TASK PROMPT:
Extend the passage below on biosimilar regulation, beginning right after its final sentence.

The other major SRA, US FDA still continues with the position that agency will designate interchangeability on a case-by-case basis. However, with the developments of 2021 and 2022, the threshold of evidence has been progressively decreasing and achievability has increased. The most notable cases are in insulin. In 2021, Mylan’s Semglee (insulin glargine) received the 1st FDA nod for interchangeable biosimilar for Sanofi’s Lantus. It was shortly followed by biosimilars Cyltezo (adalimumab) and Cimerli (Ranibizuumab). With US FDA’s expanding appetite to designate individual biosimilars as interchangeable, the overall achievability of this milestone has been significantly enhanced.
Emerging reality of capital efficiency – lower bar for both pre-clinical and clinical testing
While the emphasis on totality of evidence continues across regulators, level of reliance placed on bio-analytical characterization data, in-vivo data and clinical data continues to evolve.
Reduced focus on in-vivo trials – The current EMA guidance for biosimilars does not recommend nonclinical safety studies in higher animal models, such as non-human primates, but a repeat-dose toxicity study (integrated with immunogenicity and local tolerance study) in other animals may be acceptable. There has been high receptiveness from USFDA to accept well justified rationale for avoidance of in-vivo toxicology package. The FDA Modernization Act also signals the overall reduced emphasis on animal testing or approvals, including in biosimilars. The WHO’s latest guideline issued in 2022 and the UK MHRA guideline issued in 2021 also reflect the position taken by EMA.
Within clinical trials, there is decreased focus on efficacy and immunogenicity. This is resulting in significant capital efficiency in the stage of development that is usually the most expensive to undertake. Insulin is again a case in point here – both EMA and US FDA have both taken the explicit position that PD markers are sufficient and clinical safety and immunogenicity is not required for approval of insulin biosimilars.

(Point-per-instance localization data)
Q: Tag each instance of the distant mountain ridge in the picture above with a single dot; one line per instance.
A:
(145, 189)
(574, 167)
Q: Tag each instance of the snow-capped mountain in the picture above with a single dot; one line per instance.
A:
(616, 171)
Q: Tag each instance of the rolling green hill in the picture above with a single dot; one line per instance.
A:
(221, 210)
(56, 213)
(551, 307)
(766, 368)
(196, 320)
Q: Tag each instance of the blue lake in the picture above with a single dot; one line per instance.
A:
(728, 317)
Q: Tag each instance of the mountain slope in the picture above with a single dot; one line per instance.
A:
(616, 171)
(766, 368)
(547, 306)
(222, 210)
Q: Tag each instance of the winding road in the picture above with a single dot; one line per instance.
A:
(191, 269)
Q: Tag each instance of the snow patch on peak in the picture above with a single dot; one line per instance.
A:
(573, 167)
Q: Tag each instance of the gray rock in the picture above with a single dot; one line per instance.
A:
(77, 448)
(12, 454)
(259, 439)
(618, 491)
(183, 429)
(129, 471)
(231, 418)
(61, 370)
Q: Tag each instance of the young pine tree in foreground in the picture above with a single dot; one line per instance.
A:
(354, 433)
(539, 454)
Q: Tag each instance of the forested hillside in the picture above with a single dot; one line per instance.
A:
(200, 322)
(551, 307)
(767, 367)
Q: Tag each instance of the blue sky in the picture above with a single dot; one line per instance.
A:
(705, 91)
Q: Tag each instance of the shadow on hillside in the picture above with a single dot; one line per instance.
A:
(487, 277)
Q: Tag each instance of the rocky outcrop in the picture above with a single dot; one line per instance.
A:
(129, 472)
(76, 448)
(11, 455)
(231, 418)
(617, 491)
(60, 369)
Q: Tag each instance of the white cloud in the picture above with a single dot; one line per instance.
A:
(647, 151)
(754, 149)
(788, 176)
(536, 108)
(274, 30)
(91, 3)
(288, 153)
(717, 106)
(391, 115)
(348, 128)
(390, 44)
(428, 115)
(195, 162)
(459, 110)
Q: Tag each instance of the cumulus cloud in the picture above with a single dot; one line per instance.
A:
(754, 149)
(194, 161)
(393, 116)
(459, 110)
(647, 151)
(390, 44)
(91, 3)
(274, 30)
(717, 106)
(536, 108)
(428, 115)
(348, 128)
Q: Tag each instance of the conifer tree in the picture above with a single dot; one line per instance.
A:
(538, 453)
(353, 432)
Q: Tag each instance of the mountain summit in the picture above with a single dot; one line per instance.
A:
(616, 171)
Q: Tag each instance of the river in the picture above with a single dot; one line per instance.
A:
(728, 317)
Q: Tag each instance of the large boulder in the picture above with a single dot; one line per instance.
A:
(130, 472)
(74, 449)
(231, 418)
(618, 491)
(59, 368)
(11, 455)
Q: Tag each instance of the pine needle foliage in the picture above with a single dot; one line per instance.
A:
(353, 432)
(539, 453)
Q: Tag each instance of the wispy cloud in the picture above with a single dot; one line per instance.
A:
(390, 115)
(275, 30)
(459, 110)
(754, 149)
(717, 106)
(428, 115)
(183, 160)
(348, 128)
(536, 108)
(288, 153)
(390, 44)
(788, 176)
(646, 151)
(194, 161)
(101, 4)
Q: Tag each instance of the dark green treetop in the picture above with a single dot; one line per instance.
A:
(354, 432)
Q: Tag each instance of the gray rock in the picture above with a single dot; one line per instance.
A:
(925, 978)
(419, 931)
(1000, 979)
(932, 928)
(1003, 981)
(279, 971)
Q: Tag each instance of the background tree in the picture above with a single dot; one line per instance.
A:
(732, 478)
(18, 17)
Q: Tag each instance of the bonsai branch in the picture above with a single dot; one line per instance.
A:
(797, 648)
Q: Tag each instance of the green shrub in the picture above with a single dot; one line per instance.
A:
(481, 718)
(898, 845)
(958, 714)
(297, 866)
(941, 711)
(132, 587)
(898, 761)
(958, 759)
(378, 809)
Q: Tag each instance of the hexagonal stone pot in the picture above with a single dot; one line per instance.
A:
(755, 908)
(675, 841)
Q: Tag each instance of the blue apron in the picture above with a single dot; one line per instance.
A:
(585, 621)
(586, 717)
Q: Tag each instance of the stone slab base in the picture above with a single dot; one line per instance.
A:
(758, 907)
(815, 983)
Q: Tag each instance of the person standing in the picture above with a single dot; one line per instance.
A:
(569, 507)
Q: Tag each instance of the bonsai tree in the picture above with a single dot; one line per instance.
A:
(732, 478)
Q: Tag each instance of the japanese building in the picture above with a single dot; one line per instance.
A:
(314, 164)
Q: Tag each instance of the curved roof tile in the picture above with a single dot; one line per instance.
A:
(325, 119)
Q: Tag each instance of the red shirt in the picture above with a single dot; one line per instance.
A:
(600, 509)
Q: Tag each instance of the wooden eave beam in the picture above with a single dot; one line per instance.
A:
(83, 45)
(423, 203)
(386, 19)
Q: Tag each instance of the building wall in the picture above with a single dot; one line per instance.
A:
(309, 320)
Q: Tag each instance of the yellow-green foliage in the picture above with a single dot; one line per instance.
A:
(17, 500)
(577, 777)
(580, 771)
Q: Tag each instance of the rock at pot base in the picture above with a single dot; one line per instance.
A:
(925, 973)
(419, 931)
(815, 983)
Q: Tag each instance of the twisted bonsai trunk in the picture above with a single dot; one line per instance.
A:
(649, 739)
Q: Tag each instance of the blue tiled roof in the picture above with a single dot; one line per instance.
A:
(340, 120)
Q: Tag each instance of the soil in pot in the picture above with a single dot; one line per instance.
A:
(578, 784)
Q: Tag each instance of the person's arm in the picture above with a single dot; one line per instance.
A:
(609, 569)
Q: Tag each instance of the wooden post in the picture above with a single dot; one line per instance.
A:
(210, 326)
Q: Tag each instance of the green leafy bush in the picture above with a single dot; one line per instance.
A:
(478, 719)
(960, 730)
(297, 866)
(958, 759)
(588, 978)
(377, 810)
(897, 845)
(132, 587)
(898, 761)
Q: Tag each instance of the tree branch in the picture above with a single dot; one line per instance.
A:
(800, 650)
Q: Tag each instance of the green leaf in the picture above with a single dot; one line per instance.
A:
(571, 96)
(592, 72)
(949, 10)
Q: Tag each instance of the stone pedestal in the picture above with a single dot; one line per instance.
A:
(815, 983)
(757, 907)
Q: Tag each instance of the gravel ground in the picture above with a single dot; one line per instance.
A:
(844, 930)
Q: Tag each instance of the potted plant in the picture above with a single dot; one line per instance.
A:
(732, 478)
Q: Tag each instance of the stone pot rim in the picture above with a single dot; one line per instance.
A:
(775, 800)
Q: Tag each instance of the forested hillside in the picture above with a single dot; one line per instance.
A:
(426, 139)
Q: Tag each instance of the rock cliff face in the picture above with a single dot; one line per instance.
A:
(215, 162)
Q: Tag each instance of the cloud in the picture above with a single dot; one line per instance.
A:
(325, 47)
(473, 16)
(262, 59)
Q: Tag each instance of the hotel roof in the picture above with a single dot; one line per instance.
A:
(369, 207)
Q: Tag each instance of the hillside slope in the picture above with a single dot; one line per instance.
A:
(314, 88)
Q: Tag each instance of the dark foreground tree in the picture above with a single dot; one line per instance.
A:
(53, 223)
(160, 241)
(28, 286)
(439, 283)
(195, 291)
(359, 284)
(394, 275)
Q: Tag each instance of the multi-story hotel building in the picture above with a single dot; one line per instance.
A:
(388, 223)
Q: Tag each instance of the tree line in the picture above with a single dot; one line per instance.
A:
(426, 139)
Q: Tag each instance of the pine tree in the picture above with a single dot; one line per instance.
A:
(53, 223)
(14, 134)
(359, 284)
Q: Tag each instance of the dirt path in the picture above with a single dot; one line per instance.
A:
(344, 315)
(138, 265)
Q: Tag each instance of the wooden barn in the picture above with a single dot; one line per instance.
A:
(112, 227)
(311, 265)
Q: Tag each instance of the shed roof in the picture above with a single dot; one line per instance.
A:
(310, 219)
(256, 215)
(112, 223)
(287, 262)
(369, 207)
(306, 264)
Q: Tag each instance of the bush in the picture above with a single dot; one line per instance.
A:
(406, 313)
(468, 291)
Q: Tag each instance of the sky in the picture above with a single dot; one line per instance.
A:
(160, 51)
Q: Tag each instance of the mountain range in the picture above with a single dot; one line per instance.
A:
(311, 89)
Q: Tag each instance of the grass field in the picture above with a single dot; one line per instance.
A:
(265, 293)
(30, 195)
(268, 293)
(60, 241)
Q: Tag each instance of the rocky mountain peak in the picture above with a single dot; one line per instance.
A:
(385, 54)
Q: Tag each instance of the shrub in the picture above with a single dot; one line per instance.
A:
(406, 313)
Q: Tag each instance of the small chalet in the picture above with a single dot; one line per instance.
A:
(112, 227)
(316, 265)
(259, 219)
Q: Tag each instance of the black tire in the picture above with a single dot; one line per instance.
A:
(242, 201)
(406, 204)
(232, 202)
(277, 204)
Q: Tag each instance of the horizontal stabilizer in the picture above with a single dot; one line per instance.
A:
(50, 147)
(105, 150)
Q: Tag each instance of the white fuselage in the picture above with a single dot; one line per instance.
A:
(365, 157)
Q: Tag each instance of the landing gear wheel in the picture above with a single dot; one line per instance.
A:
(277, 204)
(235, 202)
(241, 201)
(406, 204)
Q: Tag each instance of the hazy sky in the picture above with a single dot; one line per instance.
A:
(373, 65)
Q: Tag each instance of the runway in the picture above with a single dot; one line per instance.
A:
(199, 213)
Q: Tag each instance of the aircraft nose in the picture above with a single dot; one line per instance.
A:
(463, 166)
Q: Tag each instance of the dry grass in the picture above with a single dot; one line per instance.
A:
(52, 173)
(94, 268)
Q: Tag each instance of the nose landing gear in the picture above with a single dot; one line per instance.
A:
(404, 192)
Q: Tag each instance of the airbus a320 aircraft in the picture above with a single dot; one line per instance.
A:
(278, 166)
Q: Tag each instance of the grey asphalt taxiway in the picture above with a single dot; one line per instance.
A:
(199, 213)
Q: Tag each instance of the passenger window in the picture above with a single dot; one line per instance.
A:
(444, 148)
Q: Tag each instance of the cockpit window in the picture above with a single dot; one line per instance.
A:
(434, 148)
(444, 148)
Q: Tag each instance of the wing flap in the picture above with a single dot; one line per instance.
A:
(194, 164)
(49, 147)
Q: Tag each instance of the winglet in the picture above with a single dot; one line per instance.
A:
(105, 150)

RESULT BELOW:
WHO’s 2022 guideline also refers to PD markers in clinical trials negating need for efficacy endpoints. It also includes explicit references to examples of PD markers for various molecules such as G-CSF, insulin and denosumab biosimilars. India is also adopting the trend with Biocon’s Kixelle(insulin aspart) being approved by CDSCO after waiving phase 3 studies. However, across regulators, focus on comparative clinical data for PK and/or PD continues to be high. Overall, we perceive that all developments will together result in reduced cost of development, increased competition, and re-substantial shaping of the business case in biosimilars over the next few years.
Finally, the 2022 has been the year of ophthalmic approvals – high visible and significant competition in commercial products and late-stage pipeline. And as we embark on 2023, we can’t help remind ourselves that this is the big year when the adalimumab biosimilar market opens in United States. With more than 33 approvals globally and eight in the US waiting for the door to open, intense commercial dynamics await.